## Your instructions:
Copy out each line exactly; pictures stay out of the copy.

-- -- --

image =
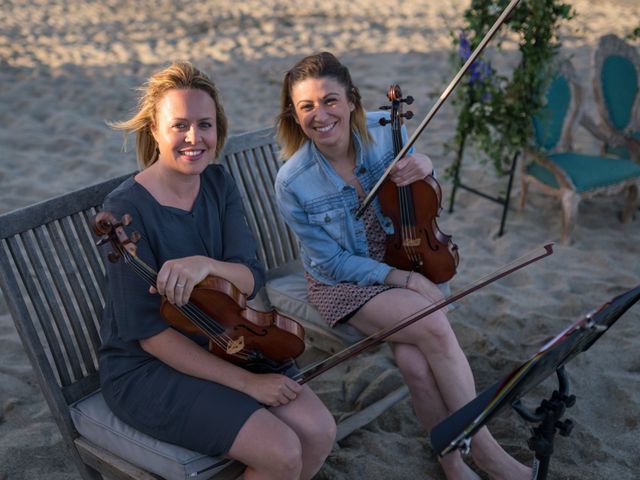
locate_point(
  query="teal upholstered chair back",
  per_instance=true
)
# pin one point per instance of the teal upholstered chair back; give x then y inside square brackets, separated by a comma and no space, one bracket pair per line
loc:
[616,87]
[552,126]
[548,123]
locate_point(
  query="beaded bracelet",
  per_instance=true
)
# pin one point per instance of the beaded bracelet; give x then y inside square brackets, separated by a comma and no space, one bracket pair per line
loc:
[406,284]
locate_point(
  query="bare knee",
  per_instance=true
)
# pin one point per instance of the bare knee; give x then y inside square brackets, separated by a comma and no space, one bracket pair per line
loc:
[319,433]
[412,364]
[436,335]
[324,434]
[284,459]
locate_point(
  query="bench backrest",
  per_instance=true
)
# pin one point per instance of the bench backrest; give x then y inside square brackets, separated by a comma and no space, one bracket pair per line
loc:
[52,274]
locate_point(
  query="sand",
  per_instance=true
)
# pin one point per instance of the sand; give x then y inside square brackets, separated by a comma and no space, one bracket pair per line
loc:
[68,68]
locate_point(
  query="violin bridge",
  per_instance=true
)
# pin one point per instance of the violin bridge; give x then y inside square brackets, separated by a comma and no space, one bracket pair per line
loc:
[235,346]
[411,242]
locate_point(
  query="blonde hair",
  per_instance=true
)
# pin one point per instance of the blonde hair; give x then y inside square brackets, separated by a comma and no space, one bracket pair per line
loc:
[289,133]
[177,76]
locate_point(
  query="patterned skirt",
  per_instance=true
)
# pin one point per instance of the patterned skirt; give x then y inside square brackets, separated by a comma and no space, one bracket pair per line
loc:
[339,302]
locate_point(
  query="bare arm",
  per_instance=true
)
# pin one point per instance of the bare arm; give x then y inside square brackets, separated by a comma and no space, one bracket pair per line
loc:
[186,356]
[177,278]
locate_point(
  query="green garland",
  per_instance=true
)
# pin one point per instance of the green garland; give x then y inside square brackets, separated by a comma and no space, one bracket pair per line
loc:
[495,111]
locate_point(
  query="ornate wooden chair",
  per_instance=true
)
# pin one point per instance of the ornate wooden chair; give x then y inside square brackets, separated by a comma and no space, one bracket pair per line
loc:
[616,87]
[553,167]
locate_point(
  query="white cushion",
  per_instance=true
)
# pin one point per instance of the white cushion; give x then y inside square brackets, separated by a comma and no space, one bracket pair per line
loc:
[95,421]
[287,291]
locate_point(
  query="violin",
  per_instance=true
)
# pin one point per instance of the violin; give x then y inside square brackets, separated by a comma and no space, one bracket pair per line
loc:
[417,243]
[258,341]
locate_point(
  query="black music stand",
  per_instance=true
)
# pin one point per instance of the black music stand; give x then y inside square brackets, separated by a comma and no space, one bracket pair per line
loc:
[456,431]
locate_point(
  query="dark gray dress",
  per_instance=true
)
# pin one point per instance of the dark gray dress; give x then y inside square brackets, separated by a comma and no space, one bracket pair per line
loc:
[140,389]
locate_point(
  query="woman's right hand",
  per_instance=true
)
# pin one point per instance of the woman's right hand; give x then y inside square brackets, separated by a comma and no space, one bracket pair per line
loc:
[421,284]
[273,389]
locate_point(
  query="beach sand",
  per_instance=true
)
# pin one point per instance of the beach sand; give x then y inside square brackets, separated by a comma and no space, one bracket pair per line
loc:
[67,69]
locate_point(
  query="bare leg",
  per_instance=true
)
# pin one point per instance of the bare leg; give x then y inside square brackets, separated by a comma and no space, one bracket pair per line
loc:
[451,375]
[268,447]
[287,442]
[314,426]
[428,404]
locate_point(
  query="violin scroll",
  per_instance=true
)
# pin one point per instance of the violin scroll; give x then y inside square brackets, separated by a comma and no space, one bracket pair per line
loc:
[394,94]
[110,230]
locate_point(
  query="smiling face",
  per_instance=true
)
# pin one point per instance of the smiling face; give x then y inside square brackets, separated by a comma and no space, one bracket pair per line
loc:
[185,130]
[323,111]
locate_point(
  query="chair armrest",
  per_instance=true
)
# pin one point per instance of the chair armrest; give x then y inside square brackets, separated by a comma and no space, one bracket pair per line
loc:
[612,138]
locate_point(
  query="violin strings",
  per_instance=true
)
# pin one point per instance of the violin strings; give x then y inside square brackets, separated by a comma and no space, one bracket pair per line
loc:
[407,214]
[211,328]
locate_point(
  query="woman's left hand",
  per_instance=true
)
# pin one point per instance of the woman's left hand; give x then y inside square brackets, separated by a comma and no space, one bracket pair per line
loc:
[177,278]
[411,169]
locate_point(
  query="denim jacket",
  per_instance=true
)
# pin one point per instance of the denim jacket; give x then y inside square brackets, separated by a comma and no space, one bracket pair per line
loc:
[320,206]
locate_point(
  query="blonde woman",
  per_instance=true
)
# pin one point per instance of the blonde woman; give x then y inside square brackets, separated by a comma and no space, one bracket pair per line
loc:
[192,225]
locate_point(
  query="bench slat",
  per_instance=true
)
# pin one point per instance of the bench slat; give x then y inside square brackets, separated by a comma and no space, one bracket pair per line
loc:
[87,270]
[74,299]
[36,287]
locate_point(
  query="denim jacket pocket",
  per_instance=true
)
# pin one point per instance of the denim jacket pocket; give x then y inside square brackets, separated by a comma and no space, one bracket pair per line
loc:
[332,221]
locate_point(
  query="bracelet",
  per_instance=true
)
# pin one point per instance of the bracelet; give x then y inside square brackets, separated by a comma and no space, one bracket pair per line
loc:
[406,283]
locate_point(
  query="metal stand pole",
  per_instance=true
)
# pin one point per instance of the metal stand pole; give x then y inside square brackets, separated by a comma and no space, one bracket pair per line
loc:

-- -- --

## Output for this task:
image =
locate_point(
  query="teal upholstered chair back",
  per_instance=true
)
# pin one point per instance of the teal upholstered chair back; give x then y inside square brackets, separated by a comma and no space, one bracket pair per line
loc:
[616,87]
[552,126]
[548,123]
locate_point(
  query="beaded bracelet",
  per_instance=true
)
# pin one point per instance of the beaded bracelet; give x then y inside square brackets, separated by a comma and no space, one bracket pair per line
loc:
[406,284]
locate_point(
  query="bare knee",
  per_instance=true
)
# pin one point per instance of the bare knee; give x then y inside square brackets, separated by a comma and no space, one bracket pair per line
loc:
[319,433]
[412,364]
[436,335]
[324,434]
[284,459]
locate_point(
  query="bench backrest",
  per_instance=true
)
# pin one point per instance of the bench backrest; give x then y inside square brackets, separated by a comma and no space, one bracket pair per line
loc:
[52,274]
locate_point(
  query="sand",
  per_instance=true
)
# pin one point per instance of the sand; give x then y inside square brackets, separated by a comma and no space, one bracket pair per line
loc:
[68,68]
locate_point(
  query="violin bridge",
  per_instance=true
)
# pin one point per instance of the violin bridge; give x then y inside square brackets, separated by a comma and no space, one bracket pair per line
loc:
[235,346]
[411,242]
locate_point(
  query="blonde hair",
  per_instance=true
)
# pin one point per instance of the blonde hair; give x then y inside square brackets, separated by a comma and no space, one bracket pair per line
loc:
[289,133]
[177,76]
locate_point(
  query="patterned skirt",
  per_instance=true
)
# pin one point per instance of the patterned skirt; give x then y inside square brackets, separated by a comma and no space, one bracket pair per line
loc:
[339,302]
locate_point(
  query="bare arm",
  per_instance=true
)
# pin one point per instance of the bare arm; give x then y inside square brackets, separated by a comma and no space, one bracket pair per line
loc:
[186,356]
[177,278]
locate_point(
  query="green garland",
  per_instance=true
)
# pin one point per instance of the green garland; give x then y inside square brackets, separated by a comma and no space, one bracket pair per line
loc:
[495,111]
locate_point(
  query="ornate wooden chair",
  per_instance=true
)
# pin one point per instance of the ornate wooden chair; give x then y inside square brackets, separated by a comma and no space, one bracket pair per line
loc:
[616,87]
[553,167]
locate_point(
  query="white cushion",
  per_instance=true
)
# pin one point per instance of the white cushion; give x then y inside square brackets, separated by a comma and no space, one bracket pair per line
loc:
[95,421]
[287,291]
locate_point(
  query="violin",
  per_instance=true
)
# pin one point per instance of the violin; give x then y inside square brackets, separated by a comma and no space, one bracket pair per line
loc:
[417,243]
[258,341]
locate_point(
  query="black music stand",
  per_instance=true
)
# pin one point per instance of the black music stand; give x then y inside square brackets, separated by a comma and no space, one bracket pair per line
loc:
[456,431]
locate_point(
  query="dark gray dress",
  per_instance=true
)
# pin one point per instance of the dark gray dress; give x then y inside square brackets, separated by a comma and no space, one bracket pair per line
loc:
[140,389]
locate_point(
  query="woman's right hand",
  per_instance=true
)
# pin one point per instance of the woman's right hand; give x then y inside square brackets, separated by a comma and no space, one bracket pair per line
loc:
[421,284]
[273,389]
locate_point(
  query="beach sand",
  per_instance=true
)
# pin one point per instance of the beach sand; give x then y inside square brackets, separated by a comma and no space, one bracket pair per line
loc:
[67,69]
locate_point(
  query="bare leg",
  per_instance=true
)
# pin one point per instance of the bare leg; give x then y inside square brackets, separated by a comma and no space, one bracket pair per line
loc:
[451,375]
[268,447]
[287,442]
[314,426]
[428,404]
locate_point(
  query="violin scroll",
  per_instance=true
)
# pin one point per instance of the violin scroll; give x then y inside square brackets, separated by a comma and no space, one bracket pair per line
loc:
[394,94]
[110,230]
locate_point(
  query="smiling face",
  per_instance=true
)
# pin one point per instance of the smiling face; give x then y inside square brackets, separated by a comma and no space, one bracket pair per line
loc:
[185,130]
[323,111]
locate_point(
  query="chair armrest",
  per_instance=true
)
# pin one point per instance of the chair armrest; give x then y inside square brackets, separated by a comma and no space, one bracket pair per line
loc:
[612,138]
locate_point(
  query="violin strings",
  per_instance=true
)
# pin one point per instance of the violin strings; give x then y inside square brackets, separated by a comma and no space, one bracket pair per line
loc:
[407,214]
[211,328]
locate_point(
  query="woman's left hand",
  per_instance=true
)
# pin one point per instance of the woman's left hand; give x then y inside square brackets, separated by a comma and no space, one bracket pair per line
loc:
[177,278]
[411,169]
locate_point(
  query="denim jacket",
  per_instance=true
)
# pin one point per instance of the denim jacket; give x then y inside square brackets, separated by a comma and no space, one bracket pair per line
loc:
[320,206]
locate_point(
  query="blonde woman",
  per_instance=true
)
# pin one point per instance of the blonde woman; give x then y inside square brackets, separated by a comma and no space, one bracket pair per line
loc:
[192,225]
locate_point(
  query="bench slat",
  per_instance=true
)
# pin one point per instance of the bench slat; give x then y inside square brackets, separated by a comma and no space, one bracket pair per line
loc:
[87,270]
[74,299]
[36,287]
locate_point(
  query="denim jacket pocket",
  per_instance=true
)
# pin one point per instance of the denim jacket pocket; give x then y inside square brackets, separated by a comma and no space, one bracket pair per line
loc:
[332,221]
locate_point(
  query="bracelet",
  per_instance=true
)
# pin one point per instance of the bracelet; give x then y inside square brackets, separated by a comma and no space, one bracket pair per line
loc:
[406,283]
locate_point(
  query="metal stand pole",
  per_instance=true
)
# pin one point per instance of the metal stand pole; give x then y inside square brackets, separated by a comma and no space, one bracket pair per line
loc:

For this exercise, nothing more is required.